▶ SELECTION:
┌──

Traveling the Kisoji


The Southern Section
of the Kisoji

Magome, Tsumago, and Nezame-no-Toko

The southern part of the Kisoji runs from Magome (in Gifu Prefecture) to Kiso Fukushima in central Kiso. This part of the route is especially popular for the trail that runs between Magome and Tsumago post towns, a two-and-a-half to three-hour trek through the woods along the Nakasendo. You’ll find a number of picturesque waterfalls, ravines, and rivers here as well.



Magome was a prosperous post-town just outside of the Kiso Valley. Its stone-paved street climbs up a steep hillside lined with old-fashioned Edo-period buildings and a large, wooden water wheel. At the very top of town is a viewpoint where you can see Mt. Ena, one of Japan’s 100 Famous Mountains.

You’ll find many stylish cafes, restaurants, and souvenir shops here, selling local delicacies such as gohei mochi, soba noodles, and chestnut rice. While the exteriors all retain their Edo-period appearance, the interiors of such shops range from blasts to the past to immaculately designed spaces with floor-to-ceiling windows looking over Japanese gardens.

Many stylish cafes and souvenir shops line the street of Magome

Many stylish cafes and souvenir shops line the street of Magome

The Magome-Tsumago Trail


A cobblestone section of trail descends towards Tsumago

From Magome, the Nakasendo continues uphill into the Kiso Valley. The wide-open terrain gives way to steep mountains and forests as you approach Magome Pass (790m), then gradually descends through the Kiso Valley towards Tsumago. Along the road are many small shrines and statues where travelers prayed for their health and safety.

Near the halfway point of the trail, you arrive at a small clearing with a large wooden building. Called Ichikokutochi Tateba Chaya, this restored tea house welcomes travelers on the Nakasendo. A volunteer provides tea and snacks to those who stop by, and visitors can swap stories with one another as they take a break from the hike. After enjoying hot tea next to the crackling irori hearth, you’re just another hour or so away from Tsumago.


Our kind host pours tea for us as we sit down at the Tatebatea house.


Admiring its rustic interior.



Tsumago’s main road on a warm winter day.

Tsumago was the first post town in Japan to be designated an important preservation area for historical buildings (1976). As part of their preservation efforts, locals swore not to sell, lend, or destroy the buildings they owned. As a result, Tsumago-juku retains its Edo-period atmosphere, surrounded by the lush forests and precipitous mountains of Kiso. At night, when the lanterns illuminate the old buildings in a warm glow, you can’t help but imagine yourself slipping back in time.


Colorful dried fruits and mochi decorate the exteriors of many buildings around Tsumago.

└──

▶ GOAL A: Please list every line in the records below that contains the word "bush".

▶ SUPPLIED INFORMATION:

┌──

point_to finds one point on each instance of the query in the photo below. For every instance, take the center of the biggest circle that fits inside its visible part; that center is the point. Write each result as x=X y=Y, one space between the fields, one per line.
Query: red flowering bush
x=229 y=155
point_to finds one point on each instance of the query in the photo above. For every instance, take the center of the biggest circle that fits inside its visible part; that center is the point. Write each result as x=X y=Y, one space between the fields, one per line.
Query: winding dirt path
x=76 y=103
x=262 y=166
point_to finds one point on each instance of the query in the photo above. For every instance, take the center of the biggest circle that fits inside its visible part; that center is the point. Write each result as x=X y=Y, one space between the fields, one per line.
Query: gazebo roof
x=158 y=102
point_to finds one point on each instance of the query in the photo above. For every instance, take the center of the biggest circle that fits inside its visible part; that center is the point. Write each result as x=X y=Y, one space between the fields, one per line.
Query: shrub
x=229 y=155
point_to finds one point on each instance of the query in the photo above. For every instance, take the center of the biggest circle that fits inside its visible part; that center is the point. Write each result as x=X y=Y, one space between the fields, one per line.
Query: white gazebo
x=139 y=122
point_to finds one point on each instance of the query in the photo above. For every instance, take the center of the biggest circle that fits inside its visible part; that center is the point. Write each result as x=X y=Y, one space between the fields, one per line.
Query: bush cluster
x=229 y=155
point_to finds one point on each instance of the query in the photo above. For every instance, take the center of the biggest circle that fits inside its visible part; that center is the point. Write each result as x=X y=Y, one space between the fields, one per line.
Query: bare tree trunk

└──

▶ GOAL B: Why, according to the Kisoji travel piece, has Tsumago-juku kept its Edo-period atmosphere? Answer in one to three sentences.

▶ EXERCISE RESULT A:
Query: red flowering bush
Query: bush cluster

▶ EXERCISE RESULT B: As part of their preservation efforts, the locals swore not to sell, lend, or destroy the buildings they owned. As a result, Tsumago-juku has kept its Edo-period atmosphere.